▶ Directions: Update the records below from the line that contains "Could you please point to the winding" through the end of the records. Replace "dropping one pin" with "placing one pin", leave everything else unchanged, and return only those lines.

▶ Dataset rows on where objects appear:
************

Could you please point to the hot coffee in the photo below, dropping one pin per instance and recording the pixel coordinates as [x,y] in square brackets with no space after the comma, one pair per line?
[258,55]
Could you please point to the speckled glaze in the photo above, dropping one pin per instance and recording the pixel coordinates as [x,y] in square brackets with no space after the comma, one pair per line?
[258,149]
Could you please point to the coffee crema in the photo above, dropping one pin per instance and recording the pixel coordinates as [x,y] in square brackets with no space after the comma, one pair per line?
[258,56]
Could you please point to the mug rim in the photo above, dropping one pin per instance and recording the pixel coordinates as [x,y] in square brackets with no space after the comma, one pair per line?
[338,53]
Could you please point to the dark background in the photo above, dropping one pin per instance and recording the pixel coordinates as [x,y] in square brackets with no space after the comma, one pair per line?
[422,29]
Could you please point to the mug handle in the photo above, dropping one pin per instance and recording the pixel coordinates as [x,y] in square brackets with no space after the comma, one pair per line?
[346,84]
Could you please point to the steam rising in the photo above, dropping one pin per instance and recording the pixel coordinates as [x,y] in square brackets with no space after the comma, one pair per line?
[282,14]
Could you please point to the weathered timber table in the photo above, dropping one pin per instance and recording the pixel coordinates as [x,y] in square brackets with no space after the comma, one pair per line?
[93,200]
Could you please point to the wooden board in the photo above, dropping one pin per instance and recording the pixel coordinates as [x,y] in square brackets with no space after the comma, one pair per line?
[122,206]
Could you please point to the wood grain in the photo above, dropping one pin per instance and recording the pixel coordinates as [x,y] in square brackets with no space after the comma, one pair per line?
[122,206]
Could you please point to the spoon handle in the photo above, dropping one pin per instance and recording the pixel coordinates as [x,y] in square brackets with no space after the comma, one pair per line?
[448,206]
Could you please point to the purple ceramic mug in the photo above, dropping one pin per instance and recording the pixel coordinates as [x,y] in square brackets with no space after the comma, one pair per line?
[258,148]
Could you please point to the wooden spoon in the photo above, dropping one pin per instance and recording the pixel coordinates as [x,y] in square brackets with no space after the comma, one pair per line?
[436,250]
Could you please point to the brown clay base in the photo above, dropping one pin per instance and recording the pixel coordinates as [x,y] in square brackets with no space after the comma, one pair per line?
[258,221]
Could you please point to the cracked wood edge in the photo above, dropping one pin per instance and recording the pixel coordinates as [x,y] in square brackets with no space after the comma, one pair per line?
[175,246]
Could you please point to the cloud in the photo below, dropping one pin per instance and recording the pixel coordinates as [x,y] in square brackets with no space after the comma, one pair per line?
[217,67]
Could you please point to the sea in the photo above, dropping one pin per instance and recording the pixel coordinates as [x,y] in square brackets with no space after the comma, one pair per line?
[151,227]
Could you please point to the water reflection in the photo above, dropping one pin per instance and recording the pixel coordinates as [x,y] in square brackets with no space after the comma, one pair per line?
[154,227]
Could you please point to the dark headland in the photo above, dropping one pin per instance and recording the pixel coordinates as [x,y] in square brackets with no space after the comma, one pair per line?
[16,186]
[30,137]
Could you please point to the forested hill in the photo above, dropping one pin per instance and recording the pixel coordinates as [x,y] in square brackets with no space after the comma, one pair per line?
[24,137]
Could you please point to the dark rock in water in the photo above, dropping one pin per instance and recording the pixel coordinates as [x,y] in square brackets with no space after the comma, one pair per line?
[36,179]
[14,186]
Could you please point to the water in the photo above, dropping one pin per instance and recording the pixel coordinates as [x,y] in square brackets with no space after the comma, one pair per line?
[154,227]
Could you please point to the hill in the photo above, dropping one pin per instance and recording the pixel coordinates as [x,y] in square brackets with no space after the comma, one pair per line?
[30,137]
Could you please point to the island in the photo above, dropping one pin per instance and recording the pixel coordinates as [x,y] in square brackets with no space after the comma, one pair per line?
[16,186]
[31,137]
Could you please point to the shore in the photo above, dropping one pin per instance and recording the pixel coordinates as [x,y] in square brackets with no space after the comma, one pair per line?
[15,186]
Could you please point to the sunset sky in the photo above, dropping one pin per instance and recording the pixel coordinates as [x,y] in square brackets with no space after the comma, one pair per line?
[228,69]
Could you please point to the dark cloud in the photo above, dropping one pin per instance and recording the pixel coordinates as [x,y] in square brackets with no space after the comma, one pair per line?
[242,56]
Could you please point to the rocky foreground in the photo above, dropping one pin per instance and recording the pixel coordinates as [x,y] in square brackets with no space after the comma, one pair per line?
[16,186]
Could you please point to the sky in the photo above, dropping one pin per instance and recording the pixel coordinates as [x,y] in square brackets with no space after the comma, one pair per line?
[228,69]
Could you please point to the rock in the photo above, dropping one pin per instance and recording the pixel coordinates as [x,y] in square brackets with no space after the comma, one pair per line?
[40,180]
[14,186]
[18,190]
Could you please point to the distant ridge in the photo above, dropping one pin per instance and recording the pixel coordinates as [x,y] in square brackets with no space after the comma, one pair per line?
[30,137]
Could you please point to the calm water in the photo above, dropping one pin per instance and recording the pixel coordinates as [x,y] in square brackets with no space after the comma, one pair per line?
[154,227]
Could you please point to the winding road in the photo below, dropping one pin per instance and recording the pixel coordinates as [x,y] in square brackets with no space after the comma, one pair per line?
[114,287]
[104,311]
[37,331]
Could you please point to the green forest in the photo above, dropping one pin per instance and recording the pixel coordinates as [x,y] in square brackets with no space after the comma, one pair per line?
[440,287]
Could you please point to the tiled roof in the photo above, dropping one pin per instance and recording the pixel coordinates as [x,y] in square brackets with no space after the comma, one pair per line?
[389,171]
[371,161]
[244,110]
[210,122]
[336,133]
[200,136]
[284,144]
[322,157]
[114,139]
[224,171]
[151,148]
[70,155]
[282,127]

************

▶ Exercise result:
Could you please point to the winding road in the photo below, placing one pin per instance and recording the pixel coordinates as [x,y] in square brackets with no space after the comma, one pair per line?
[114,287]
[104,311]
[37,331]
Could you please point to the green forest in the photo above, placing one pin per instance and recording the pixel coordinates as [x,y] in square brackets with no space after the comma, one pair per line?
[440,287]
Could you please point to the tiled roof in the photo above, placing one pin per instance and recording the pixel coordinates as [x,y] in square brackets with no space after the comma, one pair per line?
[389,171]
[371,161]
[244,110]
[210,122]
[336,133]
[200,136]
[284,144]
[322,157]
[114,139]
[224,171]
[151,148]
[70,155]
[282,127]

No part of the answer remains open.